===== Text provided
Many monitoring efforts start out the same way. “We need better monitoring!” someone says. Someone else blames the current monitoring toolset for the troubles they’re experiencing and suggests evaluating new ones. Fast-forward six months and the cycle repeats itself.
If you learn nothing else from this book, remember this: there are no silver bullets.
Anything worth solving takes a bit of effort, and monitoring a complex system is certainly no exception. Relatedly, there is no such thing as the single-pane-of-glass tool that will suddenly provide you with perfect visibility into your network, servers, and applications, all with little to no tuning or investment of staff. Many monitoring software vendors sell this idea, but it’s a myth.
Monitoring isn’t just a single, cut-and-dry problem—it’s actually a huge problem set. Even limiting the topic to server monitoring, we’re still talking about handling metrics and logs for server hardware (everything from the out-of-band controller to the RAID controller to the disks), the operating system, all of the various services running, and the complex interactions between all of them. If you are running a large infrastructure (like I suspect many of you are), then paying attention only to your servers won’t get you very far: you’ll need to monitor the network infrastructure and the applications too.
Hoping to find a single tool that will do all of that for you is simply delusional.
So what can you do about it?
We’ve already established that monitoring isn’t a single problem, so it stands to reason that it can’t be solved with a single tool either. Just like a professional mechanic has an entire box of tools, some general and some specialized, so should you:
If you need to monitor for spanning tree topology changes or routing updates, you might look at tools with a network focus.
In any mature environment, you’ll fill your toolbox with a set of general and specialized tools.
I’ve found it’s common for people to be afraid of tool creep. That is, they are wary of bringing more tools into their environment for fear of increasing complexity. This is a good thing to be wary of, though I think it’s less of a problem than most people imagine.
My advice is to choose tools wisely and consciously, but don’t be afraid of adding new tools simply because it’s yet another tool. It’s a good thing that your network engineers are using tools specialized for their purpose. It’s a good thing that your software engineers are using APM tools to dive deep into their code.
In essence, it’s desirable that your teams are using tools that solve their problems, instead of being forced into tools that are a poor fit for their needs in the name of “consolidating tools.” If everyone is forced to use the same tools, it’s unlikely that you’re going to have a great outcome, simply due to a poor fit. On the other hand, where you should be rightfully worried is when you have many tools that have an inability to work together. If your systems team can’t correlate latency on the network with poor application responsiveness, you should reevaluate your solutions.
What if you want to set some company standards on tools to prevent runaway adoption? In essence, you might have dozens of tools all doing the same thing. In such a case, you’re missing out on the benefits that come with standardization: institutional expertise, easier implementation of monitoring, and lower expenses. How would you go about determining if you’re in that situation?
It’s easy. Well, sort of: you have to start talking to people, and a lot of them. I find it helpful to start an informal conversation with managers of teams and find out what monitoring tools are being used and for what purpose. Make it clear right away that you’re not setting out to change how they work—you’re gathering information so you can help make their jobs easier later. Forcing change on people is a great way to derail any consolidation effort like this, so keep it light and informal for now. If you’re unable to get clear answers, check with accounting: purchase orders and credit card purchases for the past year will reveal both monthly SaaS subscriptions and annual licensing/SaaS subscriptions. Make sure to confirm what you find is actually in use though—you may just find tools that are no longer in use and haven’t been cancelled yet.
==========
### Set task A
In the monitoring text, where should you check if team managers can't give clear answers about which tools are in use?
### Set task B
According to the monitoring text, why should early conversations with team managers about their tools stay light and informal?
### Set task C
From the monitoring text, extract word for word the part that opens with the words containing "Anything worth solving" and closes with "it’s a myth.".
The lines after this are unrelated to the monitoring text.
===== Dataset extract
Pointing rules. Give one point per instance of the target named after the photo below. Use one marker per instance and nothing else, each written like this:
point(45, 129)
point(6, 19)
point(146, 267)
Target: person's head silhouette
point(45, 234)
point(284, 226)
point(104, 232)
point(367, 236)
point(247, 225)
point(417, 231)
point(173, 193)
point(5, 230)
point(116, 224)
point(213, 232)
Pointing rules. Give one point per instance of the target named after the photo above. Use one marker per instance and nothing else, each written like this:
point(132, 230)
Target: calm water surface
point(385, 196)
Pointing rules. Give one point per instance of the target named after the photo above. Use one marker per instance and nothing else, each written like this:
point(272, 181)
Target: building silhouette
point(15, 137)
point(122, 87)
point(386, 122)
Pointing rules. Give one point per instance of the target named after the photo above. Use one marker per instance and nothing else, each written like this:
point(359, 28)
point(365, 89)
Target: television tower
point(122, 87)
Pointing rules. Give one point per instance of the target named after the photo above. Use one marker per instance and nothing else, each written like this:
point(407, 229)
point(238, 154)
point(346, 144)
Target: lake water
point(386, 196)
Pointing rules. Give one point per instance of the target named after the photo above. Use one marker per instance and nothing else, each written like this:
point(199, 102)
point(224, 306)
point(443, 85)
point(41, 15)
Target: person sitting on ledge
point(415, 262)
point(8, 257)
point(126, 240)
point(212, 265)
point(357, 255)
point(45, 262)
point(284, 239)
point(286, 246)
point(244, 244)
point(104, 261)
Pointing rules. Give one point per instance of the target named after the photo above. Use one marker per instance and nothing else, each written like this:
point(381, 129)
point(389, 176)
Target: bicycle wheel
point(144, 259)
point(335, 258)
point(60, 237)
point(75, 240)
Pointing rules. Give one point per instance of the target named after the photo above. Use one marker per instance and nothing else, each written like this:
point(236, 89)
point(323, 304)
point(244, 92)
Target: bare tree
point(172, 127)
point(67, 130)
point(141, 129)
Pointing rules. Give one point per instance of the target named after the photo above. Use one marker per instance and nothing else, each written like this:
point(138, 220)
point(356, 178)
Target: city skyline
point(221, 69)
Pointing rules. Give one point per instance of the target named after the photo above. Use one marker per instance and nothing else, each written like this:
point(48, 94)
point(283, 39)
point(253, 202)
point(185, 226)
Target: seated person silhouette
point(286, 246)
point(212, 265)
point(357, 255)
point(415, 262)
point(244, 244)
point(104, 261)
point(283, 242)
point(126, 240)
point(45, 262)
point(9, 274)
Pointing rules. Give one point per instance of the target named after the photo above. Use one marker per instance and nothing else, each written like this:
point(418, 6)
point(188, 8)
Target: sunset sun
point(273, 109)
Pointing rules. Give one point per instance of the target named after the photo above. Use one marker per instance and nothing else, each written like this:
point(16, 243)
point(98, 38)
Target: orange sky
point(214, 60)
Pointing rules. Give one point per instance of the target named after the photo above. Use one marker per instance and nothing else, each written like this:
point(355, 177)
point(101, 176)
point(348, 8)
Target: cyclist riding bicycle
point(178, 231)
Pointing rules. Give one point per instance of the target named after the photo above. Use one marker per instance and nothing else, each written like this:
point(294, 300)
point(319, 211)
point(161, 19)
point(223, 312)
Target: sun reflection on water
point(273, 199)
==========
### Answer A
Check with accounting, where purchase orders and credit card purchases from the past year reveal monthly and annual SaaS subscriptions and licensing.

### Answer B
Forcing change on people is a great way to derail a consolidation effort. So the conversations should make clear that the aim is to gather information that will make the managers' jobs easier later, not to change how they work.

### Answer C
Anything worth solving takes a bit of effort, and monitoring a complex system is certainly no exception. Relatedly, there is no such thing as the single-pane-of-glass tool that will suddenly provide you with perfect visibility into your network, servers, and applications, all with little to no tuning or investment of staff. Many monitoring software vendors sell this idea, but it’s a myth.